Directions for this task:
Repeat exactly the lines of the listing from the line containing "Every instance of the dogwood" through its last line, and nothing beyond them.

Dataset extract:
---+---
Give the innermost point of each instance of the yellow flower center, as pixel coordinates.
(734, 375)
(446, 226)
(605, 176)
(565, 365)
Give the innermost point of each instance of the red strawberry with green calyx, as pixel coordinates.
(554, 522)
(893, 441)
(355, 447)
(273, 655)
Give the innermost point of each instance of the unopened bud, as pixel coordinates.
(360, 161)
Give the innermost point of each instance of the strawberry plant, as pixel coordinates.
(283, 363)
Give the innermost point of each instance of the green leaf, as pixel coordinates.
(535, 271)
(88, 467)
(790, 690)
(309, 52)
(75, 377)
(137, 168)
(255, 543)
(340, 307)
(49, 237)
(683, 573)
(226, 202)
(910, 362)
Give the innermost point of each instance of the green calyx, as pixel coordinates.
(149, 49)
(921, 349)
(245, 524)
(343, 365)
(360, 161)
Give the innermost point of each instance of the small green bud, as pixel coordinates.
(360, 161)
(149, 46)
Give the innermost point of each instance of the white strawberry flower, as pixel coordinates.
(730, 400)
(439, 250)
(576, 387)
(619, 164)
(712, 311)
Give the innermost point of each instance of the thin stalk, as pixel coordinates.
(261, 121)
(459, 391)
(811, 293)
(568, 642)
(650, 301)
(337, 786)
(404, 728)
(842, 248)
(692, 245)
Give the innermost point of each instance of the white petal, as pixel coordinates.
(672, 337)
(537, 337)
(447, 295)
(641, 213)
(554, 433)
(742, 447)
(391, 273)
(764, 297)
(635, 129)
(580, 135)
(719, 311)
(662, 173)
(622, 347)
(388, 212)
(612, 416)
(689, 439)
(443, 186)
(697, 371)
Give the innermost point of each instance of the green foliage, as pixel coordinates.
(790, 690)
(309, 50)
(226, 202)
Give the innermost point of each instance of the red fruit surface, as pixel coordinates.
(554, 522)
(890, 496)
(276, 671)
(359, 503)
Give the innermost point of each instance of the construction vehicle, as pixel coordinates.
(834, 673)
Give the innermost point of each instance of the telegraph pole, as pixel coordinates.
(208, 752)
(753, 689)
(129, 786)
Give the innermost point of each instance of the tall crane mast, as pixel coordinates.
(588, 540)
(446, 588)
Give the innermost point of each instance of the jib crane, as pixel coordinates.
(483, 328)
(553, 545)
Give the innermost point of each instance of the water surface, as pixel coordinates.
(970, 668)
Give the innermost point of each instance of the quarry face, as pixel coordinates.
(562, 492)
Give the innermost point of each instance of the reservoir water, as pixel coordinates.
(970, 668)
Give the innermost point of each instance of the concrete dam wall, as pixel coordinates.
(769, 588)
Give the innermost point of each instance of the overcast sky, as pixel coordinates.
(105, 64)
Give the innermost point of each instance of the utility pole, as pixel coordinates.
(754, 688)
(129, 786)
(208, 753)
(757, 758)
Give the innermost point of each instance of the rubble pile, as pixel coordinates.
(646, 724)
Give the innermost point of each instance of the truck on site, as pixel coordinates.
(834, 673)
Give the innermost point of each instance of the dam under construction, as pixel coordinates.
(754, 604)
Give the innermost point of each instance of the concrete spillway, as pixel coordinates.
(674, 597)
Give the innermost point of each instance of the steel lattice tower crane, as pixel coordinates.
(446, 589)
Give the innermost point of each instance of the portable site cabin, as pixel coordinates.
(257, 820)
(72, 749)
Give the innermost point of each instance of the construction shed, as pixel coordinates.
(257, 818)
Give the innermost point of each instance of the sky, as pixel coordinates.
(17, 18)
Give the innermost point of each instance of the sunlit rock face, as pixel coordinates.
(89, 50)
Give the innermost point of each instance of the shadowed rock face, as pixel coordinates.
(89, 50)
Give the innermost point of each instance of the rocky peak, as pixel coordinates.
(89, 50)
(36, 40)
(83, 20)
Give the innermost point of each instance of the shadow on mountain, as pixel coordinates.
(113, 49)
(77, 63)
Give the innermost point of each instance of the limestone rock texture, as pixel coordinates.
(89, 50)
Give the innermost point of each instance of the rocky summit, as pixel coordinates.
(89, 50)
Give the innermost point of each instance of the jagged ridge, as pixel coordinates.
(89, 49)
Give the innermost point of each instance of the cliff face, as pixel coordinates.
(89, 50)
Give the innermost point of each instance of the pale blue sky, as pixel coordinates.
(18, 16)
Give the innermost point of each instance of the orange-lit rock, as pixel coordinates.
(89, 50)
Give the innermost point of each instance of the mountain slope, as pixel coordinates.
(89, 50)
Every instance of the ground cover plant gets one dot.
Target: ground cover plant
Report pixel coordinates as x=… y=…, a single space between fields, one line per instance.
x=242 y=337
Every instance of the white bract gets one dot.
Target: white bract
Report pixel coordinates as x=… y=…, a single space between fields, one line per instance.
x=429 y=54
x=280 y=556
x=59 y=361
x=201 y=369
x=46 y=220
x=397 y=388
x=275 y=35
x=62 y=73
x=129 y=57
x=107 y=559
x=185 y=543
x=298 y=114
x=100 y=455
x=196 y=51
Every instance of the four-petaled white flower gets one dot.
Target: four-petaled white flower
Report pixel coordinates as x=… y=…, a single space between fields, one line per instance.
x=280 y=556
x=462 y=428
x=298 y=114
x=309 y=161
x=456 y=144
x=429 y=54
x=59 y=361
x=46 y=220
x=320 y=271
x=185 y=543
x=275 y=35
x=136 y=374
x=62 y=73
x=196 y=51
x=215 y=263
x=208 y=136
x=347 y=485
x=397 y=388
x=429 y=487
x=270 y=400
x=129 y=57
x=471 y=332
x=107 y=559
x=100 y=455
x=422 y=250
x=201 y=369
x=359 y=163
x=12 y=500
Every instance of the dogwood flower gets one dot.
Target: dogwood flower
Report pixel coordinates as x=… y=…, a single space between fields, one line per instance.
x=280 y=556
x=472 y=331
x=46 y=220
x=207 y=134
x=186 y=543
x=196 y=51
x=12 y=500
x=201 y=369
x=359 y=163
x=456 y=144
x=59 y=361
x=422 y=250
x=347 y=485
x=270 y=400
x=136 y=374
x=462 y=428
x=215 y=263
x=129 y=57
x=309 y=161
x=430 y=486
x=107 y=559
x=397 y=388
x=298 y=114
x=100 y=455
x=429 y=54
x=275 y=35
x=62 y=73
---+---
Answer to the problem:
Every instance of the dogwood flower gets one dot.
Target: dogwood flower
Report pixel coordinates as x=… y=…, a single space between fields, one line per instance.
x=280 y=556
x=472 y=331
x=46 y=220
x=207 y=134
x=186 y=543
x=196 y=51
x=12 y=500
x=201 y=369
x=359 y=163
x=456 y=144
x=59 y=361
x=422 y=250
x=347 y=485
x=270 y=400
x=136 y=374
x=462 y=428
x=215 y=263
x=129 y=57
x=309 y=161
x=430 y=486
x=107 y=559
x=397 y=388
x=298 y=114
x=100 y=455
x=429 y=54
x=275 y=35
x=62 y=73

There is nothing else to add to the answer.